__DATA EXCERPTS__
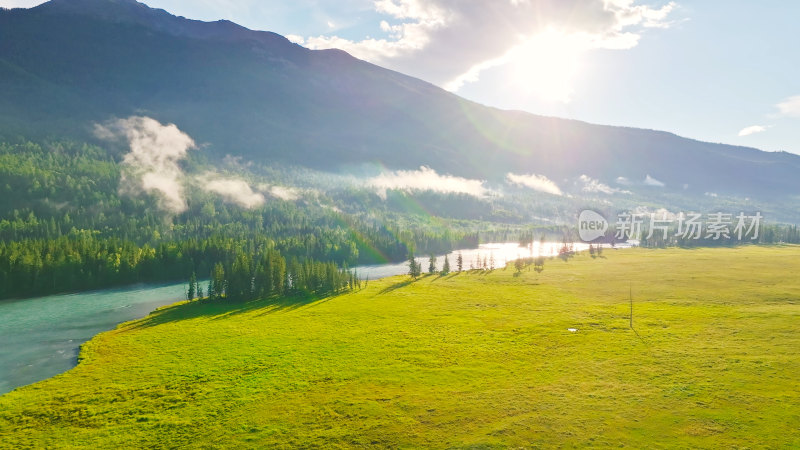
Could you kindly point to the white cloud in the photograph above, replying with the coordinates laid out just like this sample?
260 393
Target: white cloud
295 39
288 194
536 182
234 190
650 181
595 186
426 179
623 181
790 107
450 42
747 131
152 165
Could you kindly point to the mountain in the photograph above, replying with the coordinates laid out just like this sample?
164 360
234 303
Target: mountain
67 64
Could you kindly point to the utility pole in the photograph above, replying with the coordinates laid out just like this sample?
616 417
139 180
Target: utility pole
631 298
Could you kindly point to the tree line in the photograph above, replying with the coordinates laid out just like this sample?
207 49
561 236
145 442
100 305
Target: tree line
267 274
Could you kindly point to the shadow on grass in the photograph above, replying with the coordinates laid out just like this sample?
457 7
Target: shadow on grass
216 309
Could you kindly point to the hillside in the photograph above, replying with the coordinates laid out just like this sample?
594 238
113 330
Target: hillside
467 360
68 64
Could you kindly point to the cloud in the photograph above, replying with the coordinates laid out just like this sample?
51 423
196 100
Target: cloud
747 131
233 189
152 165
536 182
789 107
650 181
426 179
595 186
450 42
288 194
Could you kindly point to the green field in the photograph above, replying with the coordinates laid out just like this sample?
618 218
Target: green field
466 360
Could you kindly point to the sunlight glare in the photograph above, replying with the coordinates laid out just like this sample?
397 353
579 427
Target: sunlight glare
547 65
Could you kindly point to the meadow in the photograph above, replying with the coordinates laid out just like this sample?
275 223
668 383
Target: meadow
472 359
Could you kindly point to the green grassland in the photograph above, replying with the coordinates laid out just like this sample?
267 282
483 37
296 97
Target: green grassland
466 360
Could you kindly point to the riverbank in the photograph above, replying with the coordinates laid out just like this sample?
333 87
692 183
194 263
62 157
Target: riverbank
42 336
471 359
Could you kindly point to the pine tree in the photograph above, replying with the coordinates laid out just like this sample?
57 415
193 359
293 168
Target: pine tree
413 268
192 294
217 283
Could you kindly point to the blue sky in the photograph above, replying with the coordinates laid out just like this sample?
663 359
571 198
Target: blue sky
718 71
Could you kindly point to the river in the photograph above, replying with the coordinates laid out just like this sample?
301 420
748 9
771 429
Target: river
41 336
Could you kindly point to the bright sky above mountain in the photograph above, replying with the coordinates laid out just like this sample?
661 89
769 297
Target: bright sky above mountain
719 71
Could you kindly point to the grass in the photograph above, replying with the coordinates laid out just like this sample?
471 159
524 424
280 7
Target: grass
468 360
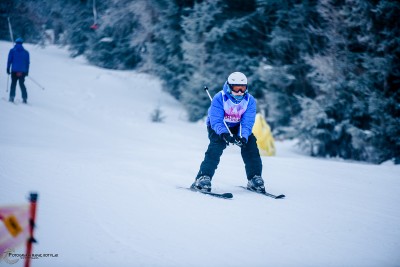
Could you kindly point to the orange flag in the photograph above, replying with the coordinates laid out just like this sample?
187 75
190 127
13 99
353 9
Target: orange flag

__SET PROBLEM__
Reproduce precisely the lines of the entries above, from the one containing "Could you kindly point to the green grassland" through the final one, both ends included, and omit the pictures.

__WRITTEN ANSWER__
Could you kindly point to the green grassland in the photograph above, replying with the coordinates laid out just like this sample?
267 282
483 37
296 97
Target: green grassland
466 360
Could you kindly point to the riverbank in the photograph above, replying with the coordinates laid out just like this sample?
333 87
692 183
194 263
62 157
Target: riverbank
42 336
471 359
Could you kindly point to the pine tree in the photograph above, replying with the coordinates laid out just like this sample?
57 415
193 359
293 168
Target: pine tree
413 268
192 294
217 283
Could you kindly point to the blue sky in the photograph above, replying with the coordinates laid out just like this sample?
663 359
571 198
Target: blue sky
718 71
Could you kindly point to the river in the photograph above, replying with the coordinates laid out just like this sample?
301 420
748 9
771 429
Target: river
41 336
Could you kindly point to the bright sky above mountain in the photograph above, replying with the coordinates laid out just like this sample?
661 89
769 297
Target: bright sky above mountain
719 71
Could you kindly point to the grass in the photograph above, replying with the coordinates laid out just like this sample?
471 159
524 424
280 7
Target: grass
468 360
Could you kindly point to the orange flag in the photograph above, replying with the coordinates laid out just like this sample?
187 75
190 127
13 99
353 9
Target: orange flag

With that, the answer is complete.